**** Listed entries ****
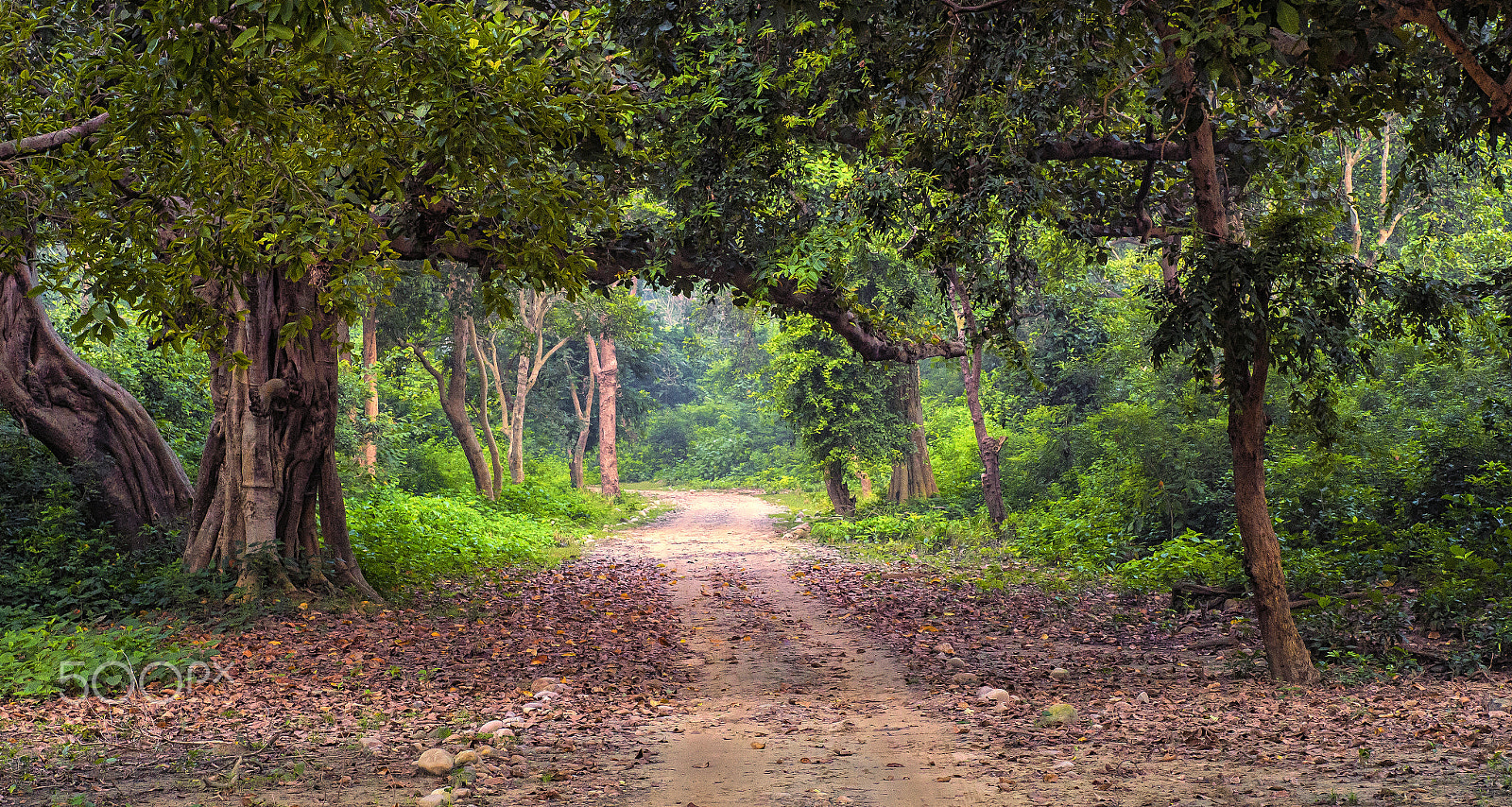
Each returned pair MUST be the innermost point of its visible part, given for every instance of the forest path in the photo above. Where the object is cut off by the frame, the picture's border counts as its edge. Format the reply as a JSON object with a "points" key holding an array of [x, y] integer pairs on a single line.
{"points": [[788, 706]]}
****
**** Listed entries ****
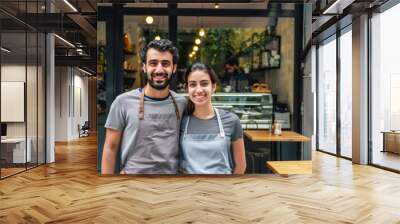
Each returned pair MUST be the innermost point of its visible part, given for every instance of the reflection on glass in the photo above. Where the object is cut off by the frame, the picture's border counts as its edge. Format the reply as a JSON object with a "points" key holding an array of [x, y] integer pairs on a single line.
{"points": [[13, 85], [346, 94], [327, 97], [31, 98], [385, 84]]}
****
**** Listed entries ****
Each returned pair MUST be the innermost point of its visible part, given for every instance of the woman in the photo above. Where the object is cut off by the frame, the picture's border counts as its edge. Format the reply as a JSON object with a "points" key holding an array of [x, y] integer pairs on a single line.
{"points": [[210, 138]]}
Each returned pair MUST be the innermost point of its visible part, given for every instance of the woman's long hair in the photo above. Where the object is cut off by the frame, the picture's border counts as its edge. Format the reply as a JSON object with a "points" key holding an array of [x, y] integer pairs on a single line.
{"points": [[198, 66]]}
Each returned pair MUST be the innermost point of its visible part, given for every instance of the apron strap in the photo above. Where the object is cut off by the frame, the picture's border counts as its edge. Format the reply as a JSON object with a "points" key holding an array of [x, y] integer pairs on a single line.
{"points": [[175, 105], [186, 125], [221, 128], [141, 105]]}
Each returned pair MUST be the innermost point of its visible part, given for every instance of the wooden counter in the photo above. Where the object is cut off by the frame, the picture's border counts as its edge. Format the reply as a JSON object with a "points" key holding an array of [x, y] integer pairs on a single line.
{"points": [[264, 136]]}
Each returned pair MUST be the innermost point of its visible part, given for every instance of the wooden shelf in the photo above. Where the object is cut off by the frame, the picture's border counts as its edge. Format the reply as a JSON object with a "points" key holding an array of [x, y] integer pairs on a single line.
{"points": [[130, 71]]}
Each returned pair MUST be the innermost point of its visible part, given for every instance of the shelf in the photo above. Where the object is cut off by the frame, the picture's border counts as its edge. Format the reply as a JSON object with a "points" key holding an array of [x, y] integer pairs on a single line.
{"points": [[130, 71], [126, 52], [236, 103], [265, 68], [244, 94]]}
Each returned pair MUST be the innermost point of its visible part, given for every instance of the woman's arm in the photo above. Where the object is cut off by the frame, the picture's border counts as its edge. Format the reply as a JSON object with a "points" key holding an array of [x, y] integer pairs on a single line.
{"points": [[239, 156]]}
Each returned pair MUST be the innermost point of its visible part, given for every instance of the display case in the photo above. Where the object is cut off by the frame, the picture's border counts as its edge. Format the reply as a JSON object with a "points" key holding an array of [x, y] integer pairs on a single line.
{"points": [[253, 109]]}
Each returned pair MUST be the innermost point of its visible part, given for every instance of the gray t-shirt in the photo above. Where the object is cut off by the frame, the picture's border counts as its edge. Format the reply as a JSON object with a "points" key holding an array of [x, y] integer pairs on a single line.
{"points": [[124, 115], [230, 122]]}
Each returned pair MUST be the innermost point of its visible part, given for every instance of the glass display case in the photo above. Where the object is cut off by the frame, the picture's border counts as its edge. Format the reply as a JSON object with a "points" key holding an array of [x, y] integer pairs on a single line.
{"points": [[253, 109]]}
****
What you should do:
Copy out every line of the records that contains the word "case", counting only matches with the same capitalization.

Task answer:
Each returned pair MUST be the innermost point of its visible part, given for every instance of the display case in the photo above. Where the object is cut off by the frame, the picture's border counts as its edge. Format the reply as a JSON object with a "points" key holding an array of [x, y] integer pairs on a single line.
Each returned pair MUST be the innermost point of its visible part, given for every instance of the glass display case in the photo above. Where the object is cut off by the frame, the picture's border counts as its edge. Format the reply as a JSON object with a "points" key holding an array of [x, y] integer pairs on a single line.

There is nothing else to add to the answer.